▶ [Directive]
Locate the line containing "out the shoe" in the material below; repeat it and every line after it, exactly as written.

Excerpts of location labeling data
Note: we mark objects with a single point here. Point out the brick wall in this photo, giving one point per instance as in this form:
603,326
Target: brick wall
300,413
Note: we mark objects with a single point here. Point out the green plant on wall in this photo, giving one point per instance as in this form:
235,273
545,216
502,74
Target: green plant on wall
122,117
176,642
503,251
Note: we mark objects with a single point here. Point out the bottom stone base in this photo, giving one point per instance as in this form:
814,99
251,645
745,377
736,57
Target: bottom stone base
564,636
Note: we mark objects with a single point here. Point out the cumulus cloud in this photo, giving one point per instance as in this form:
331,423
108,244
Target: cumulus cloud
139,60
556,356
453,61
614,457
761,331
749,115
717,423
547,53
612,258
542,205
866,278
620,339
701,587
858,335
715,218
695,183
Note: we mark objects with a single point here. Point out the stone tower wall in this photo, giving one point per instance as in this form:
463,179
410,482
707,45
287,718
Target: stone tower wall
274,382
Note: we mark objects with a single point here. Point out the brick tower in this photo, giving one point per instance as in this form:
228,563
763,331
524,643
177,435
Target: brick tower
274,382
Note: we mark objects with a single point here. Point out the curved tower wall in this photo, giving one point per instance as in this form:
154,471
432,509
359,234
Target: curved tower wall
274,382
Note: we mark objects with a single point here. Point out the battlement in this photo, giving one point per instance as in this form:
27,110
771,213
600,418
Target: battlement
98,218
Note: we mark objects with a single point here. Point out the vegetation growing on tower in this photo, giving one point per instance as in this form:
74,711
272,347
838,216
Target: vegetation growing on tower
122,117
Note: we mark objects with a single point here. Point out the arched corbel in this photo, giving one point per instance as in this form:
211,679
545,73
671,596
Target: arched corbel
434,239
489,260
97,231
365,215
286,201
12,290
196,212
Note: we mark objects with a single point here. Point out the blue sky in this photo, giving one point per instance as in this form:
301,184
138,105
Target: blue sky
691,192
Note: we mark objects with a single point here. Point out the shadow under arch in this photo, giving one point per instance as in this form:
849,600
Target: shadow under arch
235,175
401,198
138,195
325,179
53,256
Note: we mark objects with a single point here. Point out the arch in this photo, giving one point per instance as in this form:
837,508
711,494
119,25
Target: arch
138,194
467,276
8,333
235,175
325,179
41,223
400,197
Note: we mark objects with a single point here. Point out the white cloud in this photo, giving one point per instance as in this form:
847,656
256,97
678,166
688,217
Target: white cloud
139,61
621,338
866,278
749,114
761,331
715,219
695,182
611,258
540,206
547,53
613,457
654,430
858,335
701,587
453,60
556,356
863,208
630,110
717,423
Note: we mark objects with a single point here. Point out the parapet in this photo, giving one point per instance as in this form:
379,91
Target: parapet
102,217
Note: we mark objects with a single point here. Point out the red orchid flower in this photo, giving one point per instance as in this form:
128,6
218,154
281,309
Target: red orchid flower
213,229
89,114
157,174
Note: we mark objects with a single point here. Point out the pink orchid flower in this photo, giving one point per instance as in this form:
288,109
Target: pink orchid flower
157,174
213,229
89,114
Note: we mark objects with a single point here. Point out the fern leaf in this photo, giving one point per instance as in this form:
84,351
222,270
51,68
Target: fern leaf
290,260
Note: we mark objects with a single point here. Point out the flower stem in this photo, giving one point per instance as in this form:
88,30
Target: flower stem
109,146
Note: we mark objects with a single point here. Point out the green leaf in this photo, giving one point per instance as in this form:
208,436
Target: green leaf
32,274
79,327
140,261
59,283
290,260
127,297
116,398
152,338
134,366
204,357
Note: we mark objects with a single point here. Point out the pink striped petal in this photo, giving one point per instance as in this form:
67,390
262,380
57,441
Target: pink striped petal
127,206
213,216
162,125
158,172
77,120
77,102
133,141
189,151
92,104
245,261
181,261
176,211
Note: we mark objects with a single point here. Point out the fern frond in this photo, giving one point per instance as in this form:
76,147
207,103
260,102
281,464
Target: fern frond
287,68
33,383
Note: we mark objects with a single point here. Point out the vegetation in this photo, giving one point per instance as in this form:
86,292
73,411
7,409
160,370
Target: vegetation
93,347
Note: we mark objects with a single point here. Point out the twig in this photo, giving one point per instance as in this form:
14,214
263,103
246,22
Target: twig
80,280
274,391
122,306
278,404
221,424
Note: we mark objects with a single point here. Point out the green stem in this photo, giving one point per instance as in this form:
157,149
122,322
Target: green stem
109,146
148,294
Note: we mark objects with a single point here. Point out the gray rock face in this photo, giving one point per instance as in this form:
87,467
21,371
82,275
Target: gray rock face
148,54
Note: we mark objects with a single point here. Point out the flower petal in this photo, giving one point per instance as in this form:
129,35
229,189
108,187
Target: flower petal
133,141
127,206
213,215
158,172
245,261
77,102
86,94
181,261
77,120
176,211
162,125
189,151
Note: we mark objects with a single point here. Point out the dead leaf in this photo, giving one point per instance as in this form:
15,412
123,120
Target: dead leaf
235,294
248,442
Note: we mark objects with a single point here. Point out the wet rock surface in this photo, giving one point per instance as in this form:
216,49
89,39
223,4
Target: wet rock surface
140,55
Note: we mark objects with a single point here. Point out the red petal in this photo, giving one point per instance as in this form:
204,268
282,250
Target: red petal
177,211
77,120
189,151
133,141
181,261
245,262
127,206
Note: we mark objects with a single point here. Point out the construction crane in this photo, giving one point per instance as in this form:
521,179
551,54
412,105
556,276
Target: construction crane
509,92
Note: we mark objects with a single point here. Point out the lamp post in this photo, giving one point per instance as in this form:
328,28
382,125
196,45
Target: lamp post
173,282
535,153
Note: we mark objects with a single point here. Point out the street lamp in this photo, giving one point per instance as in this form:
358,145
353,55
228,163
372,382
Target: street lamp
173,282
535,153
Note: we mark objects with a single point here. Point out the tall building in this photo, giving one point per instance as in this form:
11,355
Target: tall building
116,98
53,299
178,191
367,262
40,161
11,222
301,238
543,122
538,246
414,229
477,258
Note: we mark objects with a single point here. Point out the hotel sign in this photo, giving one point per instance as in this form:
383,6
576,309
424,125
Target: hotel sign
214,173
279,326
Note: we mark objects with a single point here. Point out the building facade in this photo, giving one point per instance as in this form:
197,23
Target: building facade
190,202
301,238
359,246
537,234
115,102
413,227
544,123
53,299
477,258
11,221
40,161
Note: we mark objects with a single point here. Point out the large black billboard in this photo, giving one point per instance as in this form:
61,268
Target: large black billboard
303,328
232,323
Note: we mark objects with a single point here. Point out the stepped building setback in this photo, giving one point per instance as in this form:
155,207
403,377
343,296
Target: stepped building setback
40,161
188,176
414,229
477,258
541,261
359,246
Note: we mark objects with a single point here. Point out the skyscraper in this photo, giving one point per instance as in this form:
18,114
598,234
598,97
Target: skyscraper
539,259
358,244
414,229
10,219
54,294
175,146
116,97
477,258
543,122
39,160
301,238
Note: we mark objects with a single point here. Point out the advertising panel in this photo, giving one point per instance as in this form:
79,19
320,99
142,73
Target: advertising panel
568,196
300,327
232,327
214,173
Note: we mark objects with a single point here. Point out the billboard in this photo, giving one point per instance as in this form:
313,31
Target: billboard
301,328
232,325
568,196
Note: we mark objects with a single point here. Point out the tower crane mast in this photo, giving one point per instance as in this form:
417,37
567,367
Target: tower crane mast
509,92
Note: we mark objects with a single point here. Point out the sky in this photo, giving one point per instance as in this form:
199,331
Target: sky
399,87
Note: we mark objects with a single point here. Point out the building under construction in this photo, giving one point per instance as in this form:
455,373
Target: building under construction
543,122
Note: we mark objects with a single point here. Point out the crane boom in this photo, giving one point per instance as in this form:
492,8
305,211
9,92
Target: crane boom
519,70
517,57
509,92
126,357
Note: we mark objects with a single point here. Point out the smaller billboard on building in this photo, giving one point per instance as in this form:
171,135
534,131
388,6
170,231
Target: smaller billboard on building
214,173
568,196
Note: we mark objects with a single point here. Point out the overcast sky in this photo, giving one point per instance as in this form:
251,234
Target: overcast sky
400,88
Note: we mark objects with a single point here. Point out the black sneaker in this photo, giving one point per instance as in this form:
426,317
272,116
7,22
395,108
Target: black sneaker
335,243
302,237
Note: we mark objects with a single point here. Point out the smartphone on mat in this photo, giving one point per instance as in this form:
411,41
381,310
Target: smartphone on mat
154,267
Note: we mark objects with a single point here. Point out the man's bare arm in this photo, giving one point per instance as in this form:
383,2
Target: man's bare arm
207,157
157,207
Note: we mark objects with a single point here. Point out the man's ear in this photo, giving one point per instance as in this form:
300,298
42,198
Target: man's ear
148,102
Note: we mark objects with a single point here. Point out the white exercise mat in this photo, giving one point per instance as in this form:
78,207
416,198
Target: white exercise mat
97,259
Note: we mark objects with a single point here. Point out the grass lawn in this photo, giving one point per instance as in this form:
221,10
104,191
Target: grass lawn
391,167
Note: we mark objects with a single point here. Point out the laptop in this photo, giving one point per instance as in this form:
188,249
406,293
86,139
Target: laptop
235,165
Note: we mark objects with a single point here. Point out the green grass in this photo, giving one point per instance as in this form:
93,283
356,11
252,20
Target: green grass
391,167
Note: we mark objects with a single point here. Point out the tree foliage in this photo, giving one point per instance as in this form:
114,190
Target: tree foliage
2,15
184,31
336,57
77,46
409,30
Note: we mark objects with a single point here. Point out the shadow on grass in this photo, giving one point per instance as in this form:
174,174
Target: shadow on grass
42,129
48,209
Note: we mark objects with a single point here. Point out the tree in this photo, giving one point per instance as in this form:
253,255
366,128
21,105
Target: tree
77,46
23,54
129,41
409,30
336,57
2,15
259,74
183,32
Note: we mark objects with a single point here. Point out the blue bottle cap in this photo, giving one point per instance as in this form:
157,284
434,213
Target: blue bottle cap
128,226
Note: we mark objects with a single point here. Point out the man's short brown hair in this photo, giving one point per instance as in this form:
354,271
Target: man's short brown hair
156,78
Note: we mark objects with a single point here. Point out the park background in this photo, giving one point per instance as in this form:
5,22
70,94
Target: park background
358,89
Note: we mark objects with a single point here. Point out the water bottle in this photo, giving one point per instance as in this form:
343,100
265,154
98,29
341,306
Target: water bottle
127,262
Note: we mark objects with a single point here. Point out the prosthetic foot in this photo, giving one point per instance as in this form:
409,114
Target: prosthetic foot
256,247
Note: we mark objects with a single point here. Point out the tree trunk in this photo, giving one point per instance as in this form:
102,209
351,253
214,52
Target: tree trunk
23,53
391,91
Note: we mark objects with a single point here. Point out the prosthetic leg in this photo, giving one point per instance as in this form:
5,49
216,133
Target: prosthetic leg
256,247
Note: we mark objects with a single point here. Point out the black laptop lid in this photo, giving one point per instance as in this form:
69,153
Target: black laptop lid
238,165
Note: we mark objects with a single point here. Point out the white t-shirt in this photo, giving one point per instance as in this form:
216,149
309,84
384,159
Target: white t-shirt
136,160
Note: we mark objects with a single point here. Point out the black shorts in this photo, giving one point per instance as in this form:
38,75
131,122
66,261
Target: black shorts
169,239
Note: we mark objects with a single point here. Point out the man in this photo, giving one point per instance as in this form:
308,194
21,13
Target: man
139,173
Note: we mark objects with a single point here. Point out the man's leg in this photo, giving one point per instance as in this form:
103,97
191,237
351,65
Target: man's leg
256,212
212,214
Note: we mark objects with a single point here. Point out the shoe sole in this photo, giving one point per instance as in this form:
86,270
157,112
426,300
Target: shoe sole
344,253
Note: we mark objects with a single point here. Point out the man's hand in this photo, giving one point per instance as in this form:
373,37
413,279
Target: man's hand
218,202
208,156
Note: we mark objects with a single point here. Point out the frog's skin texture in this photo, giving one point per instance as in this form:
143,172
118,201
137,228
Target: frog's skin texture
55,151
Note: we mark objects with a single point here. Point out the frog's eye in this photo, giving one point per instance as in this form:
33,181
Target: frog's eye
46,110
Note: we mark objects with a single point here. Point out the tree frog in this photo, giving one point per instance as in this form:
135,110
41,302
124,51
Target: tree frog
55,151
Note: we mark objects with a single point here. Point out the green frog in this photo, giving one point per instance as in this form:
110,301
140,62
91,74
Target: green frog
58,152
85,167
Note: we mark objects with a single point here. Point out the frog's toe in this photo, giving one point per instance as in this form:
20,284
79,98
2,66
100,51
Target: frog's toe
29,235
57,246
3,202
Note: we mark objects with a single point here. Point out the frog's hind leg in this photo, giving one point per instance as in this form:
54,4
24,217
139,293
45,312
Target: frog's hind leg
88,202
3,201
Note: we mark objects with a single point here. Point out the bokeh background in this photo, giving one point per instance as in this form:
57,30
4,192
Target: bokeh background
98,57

▶ [Response for this exercise]
Note: we mark objects with a single point here. Point out the shoe sole in this photo, giving one point per instance as in this form:
86,270
157,112
426,300
Target: shoe sole
344,253
Note: we mark objects with a single point here. Point out the man's hand in this photo, giving one point per instance as in this form:
373,37
413,279
Target: man's hand
218,202
208,156
Note: we mark objects with a single point here. Point out the frog's skin texture in this photo, giving one point per instance as in this form:
143,172
118,201
137,228
Target: frog's skin texture
55,151
Note: we mark objects with a single point here. Point out the frog's eye in this photo, giving one point per instance as in this form:
33,181
Target: frog's eye
46,110
Note: we mark objects with a single point here. Point out the tree frog in this photo, giving one point per instance as in this form:
135,110
41,302
124,51
Target: tree frog
55,151
Note: we mark objects with a single point here. Point out the green frog in this photo, giving one point per instance as in this form:
110,301
140,62
91,74
Target: green frog
58,152
85,167
Note: we mark objects with a single point here. Point out the frog's toe in this photo, giving one point per instance as in this form:
20,284
79,98
2,66
100,51
Target: frog's toe
29,235
57,246
3,202
Note: we mark objects with a single point here. Point out the frog's hind leg in this photo, giving one point per instance as in this form:
54,4
24,217
139,293
45,312
Target: frog's hind leg
88,202
3,201
Note: we mark objects with a single point here. Point out the bokeh background in this photo, giving one point per instance as in this form:
57,30
4,192
Target: bokeh background
98,57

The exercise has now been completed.